Task directions - Rewrite the records below, changing every "Practice step" to "Exercise" and leaving everything else the same. Leave the pictures out of your answer.

Entries provided -
┏━━
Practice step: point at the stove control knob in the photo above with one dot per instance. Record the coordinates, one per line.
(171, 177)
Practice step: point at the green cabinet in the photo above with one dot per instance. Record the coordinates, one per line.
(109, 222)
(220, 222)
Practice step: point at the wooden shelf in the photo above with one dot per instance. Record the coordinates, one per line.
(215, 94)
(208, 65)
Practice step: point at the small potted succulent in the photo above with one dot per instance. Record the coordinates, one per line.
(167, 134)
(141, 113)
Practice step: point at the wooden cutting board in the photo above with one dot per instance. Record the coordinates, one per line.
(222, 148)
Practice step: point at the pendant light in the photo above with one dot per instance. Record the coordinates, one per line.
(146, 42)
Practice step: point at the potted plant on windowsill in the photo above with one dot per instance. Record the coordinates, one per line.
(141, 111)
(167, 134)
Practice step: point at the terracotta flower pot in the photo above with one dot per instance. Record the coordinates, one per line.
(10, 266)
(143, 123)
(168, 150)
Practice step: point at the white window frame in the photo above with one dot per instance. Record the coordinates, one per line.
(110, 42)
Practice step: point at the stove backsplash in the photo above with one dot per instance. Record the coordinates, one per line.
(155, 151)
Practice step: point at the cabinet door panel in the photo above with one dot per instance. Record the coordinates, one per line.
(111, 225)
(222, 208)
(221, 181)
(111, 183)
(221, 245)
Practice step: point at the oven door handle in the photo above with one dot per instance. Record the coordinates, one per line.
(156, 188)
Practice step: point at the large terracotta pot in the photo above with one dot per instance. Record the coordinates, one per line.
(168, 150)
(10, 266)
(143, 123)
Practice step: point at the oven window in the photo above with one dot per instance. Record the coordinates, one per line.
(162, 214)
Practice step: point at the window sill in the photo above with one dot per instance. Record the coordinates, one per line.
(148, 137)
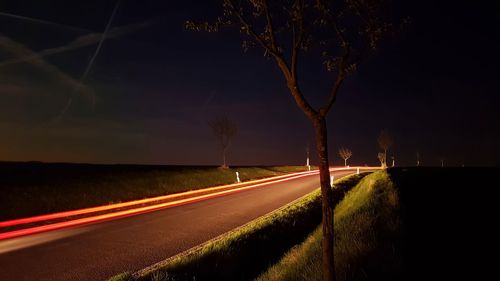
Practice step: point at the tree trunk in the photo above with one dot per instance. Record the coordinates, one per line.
(327, 199)
(224, 158)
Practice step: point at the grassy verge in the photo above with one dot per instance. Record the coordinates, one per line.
(366, 225)
(245, 252)
(28, 189)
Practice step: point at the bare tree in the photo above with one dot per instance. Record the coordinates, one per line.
(224, 129)
(345, 153)
(381, 157)
(385, 141)
(340, 33)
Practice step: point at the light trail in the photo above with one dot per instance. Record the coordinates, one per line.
(140, 210)
(138, 202)
(137, 211)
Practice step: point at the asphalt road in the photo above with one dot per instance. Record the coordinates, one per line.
(99, 251)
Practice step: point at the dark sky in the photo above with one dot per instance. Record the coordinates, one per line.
(154, 86)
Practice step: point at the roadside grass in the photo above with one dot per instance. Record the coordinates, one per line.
(28, 189)
(366, 228)
(246, 251)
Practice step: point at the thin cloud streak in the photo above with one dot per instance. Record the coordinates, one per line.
(79, 42)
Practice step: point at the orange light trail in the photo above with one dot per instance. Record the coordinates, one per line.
(136, 202)
(126, 213)
(142, 210)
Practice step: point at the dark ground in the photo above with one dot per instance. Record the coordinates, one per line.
(448, 219)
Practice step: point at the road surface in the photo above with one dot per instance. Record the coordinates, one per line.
(99, 251)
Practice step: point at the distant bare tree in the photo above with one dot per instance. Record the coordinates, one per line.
(224, 129)
(385, 141)
(381, 158)
(345, 153)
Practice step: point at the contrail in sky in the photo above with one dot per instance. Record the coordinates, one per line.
(91, 62)
(79, 42)
(34, 20)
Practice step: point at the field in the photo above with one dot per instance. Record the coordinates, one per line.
(245, 252)
(417, 224)
(28, 189)
(399, 224)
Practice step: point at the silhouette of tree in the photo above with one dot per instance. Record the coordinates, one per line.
(385, 141)
(341, 33)
(345, 153)
(225, 130)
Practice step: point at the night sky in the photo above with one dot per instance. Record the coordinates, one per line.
(153, 87)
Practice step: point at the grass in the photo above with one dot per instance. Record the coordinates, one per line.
(28, 189)
(366, 226)
(245, 252)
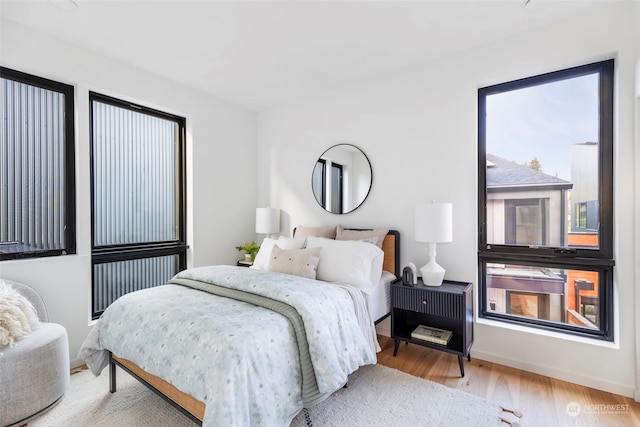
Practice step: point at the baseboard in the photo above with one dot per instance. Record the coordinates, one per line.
┗━━
Task response -
Exercise: point at the stove control knob in the photo above with one dot per instance. Record the coordinates, one per line.
(171, 177)
Exercise: point at the green cabinet in the photo above with one dot per instance. Record the coordinates, one per line.
(109, 222)
(220, 222)
Exercise: point at the wooden shelf in the photo above with one dot per instance. Record the coordinates, one per line.
(215, 94)
(208, 65)
Exercise: point at the small potted succulent in the photo above with one dot per instance. Record the coordinates, one per line.
(167, 134)
(141, 113)
Exercise: point at the wooden cutting board in the photo above with one dot per instance. Record the coordinates, one per line.
(222, 148)
Exercise: point at the pendant light in the photo above with one dot per instance. Record the coordinates, one per line.
(146, 42)
Exercise: point at the potted plant on windowsill in the photo above with one dot per instance. Record the coordinates, one per line.
(141, 111)
(167, 134)
Exercise: point at the terracotta flower pot in the photo above with one dot per instance. Record the coordinates, one per line.
(10, 266)
(143, 123)
(168, 150)
Exercise: point at the white window frame in the photo above with one dot per instance. Record the coordinates, one per line.
(110, 42)
Exercise: point at the stove backsplash in the photo above with one dot per instance. Record the coordinates, one per line.
(155, 151)
Exercise: point at the cabinet door panel in the photo above with one dot per instance. Record the coordinates, one per line.
(111, 225)
(222, 208)
(221, 181)
(111, 183)
(221, 245)
Exercise: point at the oven door handle in the photo above with one dot per instance. Record the coordinates, one per line.
(156, 188)
Exercise: point at the large terracotta pot in the photo above with one dot per instance. Record the coordinates, one per line.
(168, 150)
(10, 266)
(143, 123)
Exercise: point at the oven window in the photo above with one dot per instance. Record the coordinates, one per line.
(162, 214)
Exercise: point at the window sill in the photo above with one dot per instance. Record the coordinates, one per line.
(148, 137)
Exercise: point at the tree trunk in the photo above with one dot per instance. Record the coordinates, one per line.
(327, 199)
(224, 158)
Exercise: point at the grassy verge in the photo above with one dot per instance. Record the coordinates, one per line.
(366, 225)
(245, 252)
(28, 189)
Exercise: point at the bare tree in the photo above with one dot per instance. Record the coordinates, one per line.
(224, 129)
(345, 153)
(381, 157)
(385, 141)
(340, 33)
Exercise: point at the light trail in the photo above with one dot per instance. Record the coordinates, one per line.
(140, 210)
(138, 202)
(137, 211)
Exercise: point at the asphalt road in the photo above with one dot per instance. Record the coordinates, one per line.
(99, 251)
Exercise: point at the dark sky in the photo above with one dot per instance. Record the coordinates, one per line.
(154, 86)
Exercise: point at the roadside grass in the photo above with one dot per instance. Record the coordinates, one per line.
(28, 189)
(366, 228)
(246, 251)
Exercise: point at the thin cloud streak in the photo above with one dot per instance. Record the coordinates, one per line.
(79, 42)
Exercise: point at the orange light trail in the photo above with one dot per instance. Record the coordinates, one per line.
(136, 202)
(126, 213)
(142, 210)
Exercise: point at the dark ground in the photo above with one dot per instance. Record the coordinates, one per line.
(448, 219)
Exercise: point at the road surface in the photo above with one dot per instance. Record the coordinates, one per line.
(99, 251)
Exercise: point at the distant bare tree in the photo above with one dot per instance. Record the coordinates, one per line.
(224, 129)
(385, 141)
(381, 158)
(345, 153)
Exercise: point at the contrail in sky in the photo above with one dot per instance. Record the coordinates, one per line.
(91, 62)
(79, 42)
(34, 20)
Exercise: point at the field in the photo above with one dot per instance. Record the coordinates, one per line.
(245, 252)
(417, 224)
(28, 189)
(399, 224)
Exercise: point at the silhouette of tree in the photo above with one dot per instance. Record the coordinates, one per line.
(385, 141)
(341, 33)
(345, 153)
(225, 130)
Exercise: point at the night sky in the photo above with one dot per instance. Record the coordinates, one per line.
(153, 87)
Exercise: point at the grass in the photo above with one dot per instance. Record the coordinates, one per line.
(28, 189)
(366, 226)
(245, 252)
Exercise: point at the baseboard in the photo above with one dot per instance. Record the coordinates, one per line.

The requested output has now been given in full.